>>

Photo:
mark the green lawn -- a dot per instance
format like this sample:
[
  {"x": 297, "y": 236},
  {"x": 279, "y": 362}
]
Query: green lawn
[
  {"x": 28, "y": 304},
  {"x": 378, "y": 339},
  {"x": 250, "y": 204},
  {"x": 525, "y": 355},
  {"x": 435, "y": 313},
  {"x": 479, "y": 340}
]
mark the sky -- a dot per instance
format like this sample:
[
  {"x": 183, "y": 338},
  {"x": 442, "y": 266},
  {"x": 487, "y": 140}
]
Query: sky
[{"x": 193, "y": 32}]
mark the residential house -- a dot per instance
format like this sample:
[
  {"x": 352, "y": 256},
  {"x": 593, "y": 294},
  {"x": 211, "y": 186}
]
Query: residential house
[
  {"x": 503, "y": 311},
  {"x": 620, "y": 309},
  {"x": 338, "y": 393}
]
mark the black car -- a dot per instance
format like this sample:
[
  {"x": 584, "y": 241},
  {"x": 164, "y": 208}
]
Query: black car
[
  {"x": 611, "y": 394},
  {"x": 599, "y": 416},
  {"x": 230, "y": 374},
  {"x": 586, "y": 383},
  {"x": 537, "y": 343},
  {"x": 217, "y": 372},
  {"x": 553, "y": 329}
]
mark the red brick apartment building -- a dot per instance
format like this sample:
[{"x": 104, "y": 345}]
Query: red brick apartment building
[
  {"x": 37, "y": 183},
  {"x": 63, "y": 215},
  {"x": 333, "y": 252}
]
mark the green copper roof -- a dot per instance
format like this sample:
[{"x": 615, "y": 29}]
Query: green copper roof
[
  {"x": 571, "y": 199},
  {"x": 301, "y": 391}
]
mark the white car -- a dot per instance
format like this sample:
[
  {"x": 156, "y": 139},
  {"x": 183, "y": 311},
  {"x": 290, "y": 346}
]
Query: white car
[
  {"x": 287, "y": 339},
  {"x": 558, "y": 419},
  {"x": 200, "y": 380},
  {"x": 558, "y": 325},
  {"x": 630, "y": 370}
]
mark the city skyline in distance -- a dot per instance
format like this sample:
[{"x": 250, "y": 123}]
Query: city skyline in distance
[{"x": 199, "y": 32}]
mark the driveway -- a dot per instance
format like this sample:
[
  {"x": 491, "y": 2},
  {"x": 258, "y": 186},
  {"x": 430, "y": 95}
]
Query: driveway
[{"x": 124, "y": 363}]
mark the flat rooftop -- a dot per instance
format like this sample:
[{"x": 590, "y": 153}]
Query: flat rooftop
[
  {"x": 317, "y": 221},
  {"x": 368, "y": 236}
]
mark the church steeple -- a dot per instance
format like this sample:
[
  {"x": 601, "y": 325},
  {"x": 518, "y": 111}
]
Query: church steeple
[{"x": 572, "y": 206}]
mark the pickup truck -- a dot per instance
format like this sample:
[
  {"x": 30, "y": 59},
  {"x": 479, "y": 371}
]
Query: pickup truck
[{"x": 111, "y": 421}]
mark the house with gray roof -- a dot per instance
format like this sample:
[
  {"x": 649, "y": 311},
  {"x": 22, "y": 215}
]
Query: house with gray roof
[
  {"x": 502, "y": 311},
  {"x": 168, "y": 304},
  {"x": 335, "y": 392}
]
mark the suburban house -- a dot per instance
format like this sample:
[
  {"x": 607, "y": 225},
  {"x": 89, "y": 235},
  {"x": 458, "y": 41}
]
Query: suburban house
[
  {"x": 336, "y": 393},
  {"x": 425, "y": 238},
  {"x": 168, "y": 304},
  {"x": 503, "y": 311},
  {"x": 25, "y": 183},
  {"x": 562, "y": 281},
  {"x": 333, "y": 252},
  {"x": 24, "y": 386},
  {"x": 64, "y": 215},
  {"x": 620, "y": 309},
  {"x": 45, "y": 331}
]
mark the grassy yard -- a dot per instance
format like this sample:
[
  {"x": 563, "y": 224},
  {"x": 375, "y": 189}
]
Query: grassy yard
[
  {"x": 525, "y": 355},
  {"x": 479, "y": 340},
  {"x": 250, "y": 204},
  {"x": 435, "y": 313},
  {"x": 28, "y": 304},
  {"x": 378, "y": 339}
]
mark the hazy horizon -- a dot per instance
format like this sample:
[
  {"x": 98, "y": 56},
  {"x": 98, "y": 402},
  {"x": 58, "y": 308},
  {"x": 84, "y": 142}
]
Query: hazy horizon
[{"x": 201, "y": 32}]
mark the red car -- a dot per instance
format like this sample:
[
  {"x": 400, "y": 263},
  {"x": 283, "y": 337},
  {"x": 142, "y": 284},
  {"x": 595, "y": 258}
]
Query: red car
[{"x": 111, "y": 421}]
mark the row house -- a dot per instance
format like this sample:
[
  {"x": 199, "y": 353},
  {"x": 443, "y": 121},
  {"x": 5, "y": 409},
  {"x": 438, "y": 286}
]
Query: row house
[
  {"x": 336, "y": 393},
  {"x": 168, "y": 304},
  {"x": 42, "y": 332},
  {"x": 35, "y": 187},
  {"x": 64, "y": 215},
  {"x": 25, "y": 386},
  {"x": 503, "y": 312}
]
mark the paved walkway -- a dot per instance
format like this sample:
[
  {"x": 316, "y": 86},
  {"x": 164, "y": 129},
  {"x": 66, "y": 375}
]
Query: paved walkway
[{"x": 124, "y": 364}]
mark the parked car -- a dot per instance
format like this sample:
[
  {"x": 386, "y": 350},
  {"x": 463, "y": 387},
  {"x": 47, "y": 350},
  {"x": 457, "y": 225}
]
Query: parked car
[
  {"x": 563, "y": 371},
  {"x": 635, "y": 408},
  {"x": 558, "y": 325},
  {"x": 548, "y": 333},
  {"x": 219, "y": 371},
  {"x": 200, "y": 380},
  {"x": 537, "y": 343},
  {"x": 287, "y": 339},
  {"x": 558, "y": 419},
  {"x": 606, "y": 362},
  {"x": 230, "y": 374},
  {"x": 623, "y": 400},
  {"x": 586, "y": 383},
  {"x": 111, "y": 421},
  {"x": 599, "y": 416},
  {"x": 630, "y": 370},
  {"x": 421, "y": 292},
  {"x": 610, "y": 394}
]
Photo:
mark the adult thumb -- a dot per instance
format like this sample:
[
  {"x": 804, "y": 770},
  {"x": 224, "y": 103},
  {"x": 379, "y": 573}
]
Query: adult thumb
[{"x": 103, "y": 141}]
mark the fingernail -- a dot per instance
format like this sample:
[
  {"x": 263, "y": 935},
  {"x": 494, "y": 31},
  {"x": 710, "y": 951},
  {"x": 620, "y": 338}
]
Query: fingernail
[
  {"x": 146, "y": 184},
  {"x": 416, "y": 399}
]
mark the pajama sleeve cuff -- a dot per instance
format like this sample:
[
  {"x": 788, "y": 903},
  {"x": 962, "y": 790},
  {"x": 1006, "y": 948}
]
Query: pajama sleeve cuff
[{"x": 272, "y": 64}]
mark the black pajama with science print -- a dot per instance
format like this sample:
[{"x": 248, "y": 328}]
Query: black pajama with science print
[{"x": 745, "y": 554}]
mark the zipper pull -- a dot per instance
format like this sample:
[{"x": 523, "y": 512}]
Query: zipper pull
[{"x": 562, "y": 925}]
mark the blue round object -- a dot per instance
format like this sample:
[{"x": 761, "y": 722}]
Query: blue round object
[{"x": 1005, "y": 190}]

<<

* _What you should do_
Please output the entire listing exactly as it stands.

* _Written answer_
Photo:
mark the green lawn -- a dot per instance
format like this sample:
[
  {"x": 297, "y": 236},
  {"x": 279, "y": 362}
]
Query: green lawn
[
  {"x": 28, "y": 304},
  {"x": 378, "y": 339},
  {"x": 250, "y": 204},
  {"x": 525, "y": 355},
  {"x": 435, "y": 313},
  {"x": 479, "y": 340}
]
mark the sky -- a dot per instance
format like this sample:
[
  {"x": 183, "y": 338},
  {"x": 442, "y": 266},
  {"x": 487, "y": 140}
]
Query: sky
[{"x": 193, "y": 32}]
mark the residential house -- a dot per instance
format like this sample:
[
  {"x": 352, "y": 256},
  {"x": 593, "y": 294},
  {"x": 211, "y": 186}
]
Query: residential house
[
  {"x": 503, "y": 311},
  {"x": 620, "y": 309},
  {"x": 338, "y": 393}
]
mark the black car -- a dot per instance
format like this sample:
[
  {"x": 584, "y": 241},
  {"x": 164, "y": 208}
]
Query: black car
[
  {"x": 611, "y": 394},
  {"x": 599, "y": 416},
  {"x": 230, "y": 374},
  {"x": 586, "y": 383},
  {"x": 537, "y": 343},
  {"x": 217, "y": 372},
  {"x": 553, "y": 329}
]
mark the red brick apartment building -- a dot per instance
format like this sample:
[{"x": 104, "y": 345}]
Query: red brick apartment building
[
  {"x": 37, "y": 183},
  {"x": 63, "y": 215},
  {"x": 333, "y": 252}
]
mark the green copper roof -- a dot per instance
format like this sample:
[{"x": 615, "y": 29}]
Query: green copper roof
[
  {"x": 571, "y": 199},
  {"x": 301, "y": 391}
]
mark the white car -- a dot per instance
format like this sample:
[
  {"x": 156, "y": 139},
  {"x": 183, "y": 311},
  {"x": 290, "y": 346}
]
Query: white car
[
  {"x": 287, "y": 339},
  {"x": 558, "y": 419},
  {"x": 200, "y": 380},
  {"x": 558, "y": 325},
  {"x": 630, "y": 370}
]
mark the city skyline in distance -- a dot per instance
format like this sample:
[{"x": 250, "y": 123}]
Query: city skyline in distance
[{"x": 199, "y": 32}]
mark the driveway -- a dot per instance
format like this sample:
[
  {"x": 491, "y": 2},
  {"x": 258, "y": 186},
  {"x": 430, "y": 95}
]
Query: driveway
[{"x": 124, "y": 363}]
mark the flat rooftop -- a dot per instance
format like this sample:
[{"x": 590, "y": 153}]
Query: flat rooftop
[
  {"x": 317, "y": 221},
  {"x": 368, "y": 236}
]
mark the church steeple -- a dot per instance
format like this sample:
[
  {"x": 601, "y": 325},
  {"x": 518, "y": 111}
]
Query: church steeple
[{"x": 572, "y": 206}]
mark the pickup truck -- a dot per instance
format like this sample:
[
  {"x": 30, "y": 59},
  {"x": 479, "y": 371}
]
Query: pickup truck
[{"x": 111, "y": 421}]
mark the house with gray roof -- a dot per instance
format like this sample:
[
  {"x": 649, "y": 311},
  {"x": 22, "y": 215}
]
Query: house with gray roof
[
  {"x": 502, "y": 311},
  {"x": 168, "y": 304},
  {"x": 335, "y": 392}
]
mark the suburban house -- a dot per instance
format like this sample:
[
  {"x": 607, "y": 225},
  {"x": 89, "y": 235},
  {"x": 458, "y": 41}
]
Query: suburban house
[
  {"x": 336, "y": 393},
  {"x": 425, "y": 238},
  {"x": 168, "y": 304},
  {"x": 503, "y": 311},
  {"x": 25, "y": 183},
  {"x": 562, "y": 281},
  {"x": 333, "y": 252},
  {"x": 24, "y": 386},
  {"x": 64, "y": 215},
  {"x": 620, "y": 309},
  {"x": 45, "y": 331}
]
mark the grassy yard -- a dot per instance
format like this sample:
[
  {"x": 563, "y": 224},
  {"x": 375, "y": 189}
]
Query: grassy yard
[
  {"x": 525, "y": 355},
  {"x": 479, "y": 340},
  {"x": 250, "y": 204},
  {"x": 435, "y": 313},
  {"x": 28, "y": 304},
  {"x": 378, "y": 339}
]
mark the hazy horizon -- a dot per instance
format like this sample:
[
  {"x": 98, "y": 56},
  {"x": 98, "y": 402},
  {"x": 58, "y": 308},
  {"x": 84, "y": 142}
]
Query: hazy horizon
[{"x": 201, "y": 32}]
mark the red car -- a dot per instance
format like this sample:
[
  {"x": 400, "y": 263},
  {"x": 283, "y": 337},
  {"x": 142, "y": 284},
  {"x": 595, "y": 258}
]
Query: red car
[{"x": 111, "y": 421}]
mark the row house -- a dot per instance
format like this sample:
[
  {"x": 199, "y": 353},
  {"x": 443, "y": 121},
  {"x": 5, "y": 409},
  {"x": 438, "y": 286}
]
Query: row house
[
  {"x": 336, "y": 393},
  {"x": 168, "y": 304},
  {"x": 42, "y": 332},
  {"x": 35, "y": 187},
  {"x": 64, "y": 215},
  {"x": 25, "y": 386},
  {"x": 503, "y": 312}
]
mark the paved walkway -- a dot per instance
format like this sample:
[
  {"x": 316, "y": 86},
  {"x": 164, "y": 129},
  {"x": 66, "y": 375}
]
Query: paved walkway
[{"x": 124, "y": 364}]
mark the parked car -- a dot per instance
format like this sample:
[
  {"x": 386, "y": 350},
  {"x": 463, "y": 387},
  {"x": 47, "y": 350},
  {"x": 457, "y": 225}
]
Query: parked car
[
  {"x": 563, "y": 371},
  {"x": 635, "y": 408},
  {"x": 558, "y": 325},
  {"x": 548, "y": 333},
  {"x": 219, "y": 371},
  {"x": 200, "y": 380},
  {"x": 537, "y": 343},
  {"x": 287, "y": 339},
  {"x": 558, "y": 419},
  {"x": 606, "y": 362},
  {"x": 230, "y": 374},
  {"x": 623, "y": 400},
  {"x": 586, "y": 383},
  {"x": 111, "y": 421},
  {"x": 599, "y": 416},
  {"x": 630, "y": 370},
  {"x": 421, "y": 292},
  {"x": 610, "y": 394}
]
Photo:
mark the adult thumb -- a dot per instance
format like this sample:
[
  {"x": 804, "y": 770},
  {"x": 224, "y": 103},
  {"x": 379, "y": 573}
]
Query: adult thumb
[{"x": 103, "y": 141}]
mark the fingernail -- a dot per instance
format like this sample:
[
  {"x": 263, "y": 935},
  {"x": 494, "y": 31},
  {"x": 710, "y": 951},
  {"x": 620, "y": 338}
]
Query: fingernail
[
  {"x": 146, "y": 184},
  {"x": 416, "y": 399}
]
mark the pajama sleeve cuff -- a dot per instance
format like this sample:
[
  {"x": 788, "y": 903},
  {"x": 962, "y": 790},
  {"x": 1006, "y": 948}
]
Query: pajama sleeve cuff
[{"x": 272, "y": 64}]
mark the black pajama with science print -- a dot per instance
format like this sample:
[{"x": 248, "y": 328}]
Query: black pajama with science print
[{"x": 745, "y": 554}]
mark the zipper pull -- a dot per instance
format like this sample:
[{"x": 523, "y": 512}]
Query: zipper pull
[{"x": 562, "y": 925}]
mark the blue round object -- a dot per instance
format like this sample:
[{"x": 761, "y": 722}]
Query: blue round object
[{"x": 1005, "y": 190}]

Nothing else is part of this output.